#### Passage provided

Gentle Jesus meek and mild/ Look upon a little child/ Pity my simplicity/ Suffer me to come to thee.
When I was very young we used to sing that before going to bed at night. I won’t comment on it except to say that I am sure it is good for children to know that Jesus is loving and caring before they learn anything else. But where did that picture of Jesus come from? Is it anywhere in the Gospels?
Certainly not today’s gospel where we see Jesus really angry in fine prophetic mode, driving out the money changers and overturning their tables. This is not the only time Jesus gets angry. In one of his other speeches he calls the Pharisees “You snakes, you brood of vipers.” He gets pretty cross with the disciples too and their lack of faith, “Oh faithless and perverse generation, how long am I to be with you and bear with you?”
Of course, he’s not always angry. He is wonderfully compassionate and heals lepers and blind men without a fuss. He casts out demons with a word of authority. He goes to visit a sick girl because her father loves her and he heals a Roman centurion’s slave. It is true that he welcomes mothers with their children and blesses them. He breaks all sorts of social boundaries. He eats with tax collectors and sinners and evidently enjoys their company. He talks with a Samaritan woman of very dubious morals. He also enjoys himself. He is at a wedding feast when the wine ran out, so he made some more; a lot more! Compared with John the Baptist he is a glutton and a wine bibber.
Despite what he said about Pharisees he went to dinner with them, and embarrassed them by what he said. He taught a lot. He told marvellous stories which have a way of getting under your skin. He was a prophet who revealed things about God. He summoned people to repentance. He prophesied the end of Jerusalem, weeping over the city, “Jerusalem, Jerusalem. How often would I have gathered you under my wings as a hen gathers her chickens, but you would not.” He proclaimed the Kingdom of God, but what kind of a Kingdom was it? Was it a kingdom on earth, or a Kingdom in heaven, or somehow both? We don’t really know. He seems to give answers to questions but when you press the answers they dissolve in mystery.
So what was Jesus like? Well, of one thing I am sure: he was great fun! People were fascinated by him. Young and old, rich and poor, Jews and Greeks, Pharisees, scribes, men and women, sinners and saints. They all gathered round him, listened to him, argued with him, loved him, hated him, crucified him. They were never bored by him. The Jesus we modern Christians present is often very boring. Sometimes too he is very nice and harmless, according to a certain kind of liberal Gospel. You wonder why the authorities bothered to crucify him. No, Jesus was uncomfortable. We love his stories but do we let them change us? Whenever I walk past a beggar in a London Tube station I know I am not like the Good Samaritan. Whenever I read the story of the Prodigal Son I know I cannot forgive as that father forgave.

#### Problem set
1) Copy out the part of the passage about Jesus from "So what was" up to and including "that father forgave.".
2) Write what comes next in the passage about Jesus, starting after its final sentence.

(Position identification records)

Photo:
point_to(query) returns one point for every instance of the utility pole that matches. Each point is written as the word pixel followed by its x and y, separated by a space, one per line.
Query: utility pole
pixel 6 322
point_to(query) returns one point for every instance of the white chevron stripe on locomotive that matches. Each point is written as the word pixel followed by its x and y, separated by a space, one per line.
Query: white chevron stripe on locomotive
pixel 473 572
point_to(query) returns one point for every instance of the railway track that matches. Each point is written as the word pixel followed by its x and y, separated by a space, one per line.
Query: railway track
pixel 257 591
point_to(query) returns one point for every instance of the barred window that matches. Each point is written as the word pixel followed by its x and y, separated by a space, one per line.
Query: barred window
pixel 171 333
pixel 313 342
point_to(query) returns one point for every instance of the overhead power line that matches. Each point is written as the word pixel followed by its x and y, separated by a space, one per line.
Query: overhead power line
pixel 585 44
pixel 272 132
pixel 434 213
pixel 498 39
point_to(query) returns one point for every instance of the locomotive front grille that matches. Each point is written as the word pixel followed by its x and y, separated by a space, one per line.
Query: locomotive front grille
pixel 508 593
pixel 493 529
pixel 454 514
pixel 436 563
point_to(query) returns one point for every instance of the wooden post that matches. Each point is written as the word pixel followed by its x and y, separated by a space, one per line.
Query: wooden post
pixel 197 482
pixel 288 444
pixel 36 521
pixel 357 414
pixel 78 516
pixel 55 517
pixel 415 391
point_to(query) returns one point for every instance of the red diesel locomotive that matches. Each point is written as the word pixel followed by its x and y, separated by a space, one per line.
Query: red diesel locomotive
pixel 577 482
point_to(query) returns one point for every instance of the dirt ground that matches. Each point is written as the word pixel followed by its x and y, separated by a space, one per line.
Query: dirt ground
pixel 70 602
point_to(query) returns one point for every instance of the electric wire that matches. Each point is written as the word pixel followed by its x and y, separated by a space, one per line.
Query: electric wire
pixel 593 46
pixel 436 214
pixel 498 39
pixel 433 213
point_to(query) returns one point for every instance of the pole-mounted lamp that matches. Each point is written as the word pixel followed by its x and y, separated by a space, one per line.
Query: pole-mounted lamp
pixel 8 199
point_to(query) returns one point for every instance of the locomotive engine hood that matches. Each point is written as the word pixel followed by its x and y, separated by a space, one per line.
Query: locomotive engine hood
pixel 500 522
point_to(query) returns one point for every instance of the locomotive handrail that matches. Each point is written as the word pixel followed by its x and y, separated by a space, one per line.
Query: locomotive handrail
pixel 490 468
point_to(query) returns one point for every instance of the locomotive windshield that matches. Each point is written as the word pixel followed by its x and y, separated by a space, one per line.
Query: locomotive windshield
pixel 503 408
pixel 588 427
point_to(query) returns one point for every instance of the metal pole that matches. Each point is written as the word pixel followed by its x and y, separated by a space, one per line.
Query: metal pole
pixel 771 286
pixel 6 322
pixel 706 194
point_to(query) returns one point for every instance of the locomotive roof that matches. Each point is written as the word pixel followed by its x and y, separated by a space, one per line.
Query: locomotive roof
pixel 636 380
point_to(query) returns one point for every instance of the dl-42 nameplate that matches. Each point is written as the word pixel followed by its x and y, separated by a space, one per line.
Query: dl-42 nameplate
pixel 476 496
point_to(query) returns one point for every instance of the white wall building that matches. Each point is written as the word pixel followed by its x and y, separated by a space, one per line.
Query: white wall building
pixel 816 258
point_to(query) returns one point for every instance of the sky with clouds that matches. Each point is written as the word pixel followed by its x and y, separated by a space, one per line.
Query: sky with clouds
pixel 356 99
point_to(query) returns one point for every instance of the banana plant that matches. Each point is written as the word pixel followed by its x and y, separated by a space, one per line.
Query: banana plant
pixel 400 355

#### Per-task answers
1)
So what was Jesus like? Well, of one thing I am sure: he was great fun! People were fascinated by him. Young and old, rich and poor, Jews and Greeks, Pharisees, scribes, men and women, sinners and saints. They all gathered round him, listened to him, argued with him, loved him, hated him, crucified him. They were never bored by him. The Jesus we modern Christians present is often very boring. Sometimes too he is very nice and harmless, according to a certain kind of liberal Gospel. You wonder why the authorities bothered to crucify him. No, Jesus was uncomfortable. We love his stories but do we let them change us? Whenever I walk past a beggar in a London Tube station I know I am not like the Good Samaritan. Whenever I read the story of the Prodigal Son I know I cannot forgive as that father forgave.

2)
So what was Jesus like? We don’t know? He is lots of things in the Gospel and he is other things too. We can’t pin him down with one or even two images. That would be idolatry. We who live the monastic life have come into this life to find Jesus, to meet with him, to learn from him and to become like him, but we struggle to find him. We can’t settle down with a nice picture of Jesus. He comes to us in different dress: sometimes with white skin, sometimes with black, sometimes a poor woman, sometimes a rich man, sometimes a refugee. In monastic life, particularly, we have to be constantly watching, expecting him in the unexpected. “Keep watch,” says Jesus. “You do not know when the master will come.” And you don’t know what he will look like; well, not exactly, but if we have read the Gospels well and tried to listen to him we will recognise him when he comes. We must try to understand his message; try to understand the Kingdom of God, but there is a lot we won’t understand and that doesn’t matter.
We are like the disciples. In all four gospels they are pretty clueless. They are with Jesus all the time for three years. We are told he was teaching them, but they kept getting it wrong. They didn’t understand about the death and Resurrection. They were scandalised by some of his teaching – that they would eat his body and drink his blood. In Luke’s gospel even at the Last Supper, they are still arguing about who was the greatest. They got so much wrong, but they got one thing right. They stayed with him. When Jesus said to them “Will you also leave me?” Peter said, “Lord where would we go? You have the words of eternal life.” So they stayed even when it got dangerous. The knew there were plots to arrest him. They knew they could also get killed. Dear doubting Thomas said “Let us go with him, so that we may die with him.” So they went to Jerusalem, and they protected him in the temple while he was teaching. They heard what he said about pouring out his blood at the Last Supper, but they still went with him to Gethsemane. They were there when the soldiers came. Mark says they forsook him and fled. Luke doesn’t. He implies the Lord let them go. He didn’t want them killed. This part of the journey was for him alone. So the disciples followed at a distance. They stood at a distance with the women and watched him die. Even then they didn’t leave Jerusalem. They stayed in hiding until the news came that Jesus had risen. Even then they didn’t believe it until finally Jesus came to this frightened group of loving, faithful men and women and showed it was really him. And most extraordinarily it was this group of frightened, sometimes clueless men whom he chose as the foundation stones of his Church; because they stayed.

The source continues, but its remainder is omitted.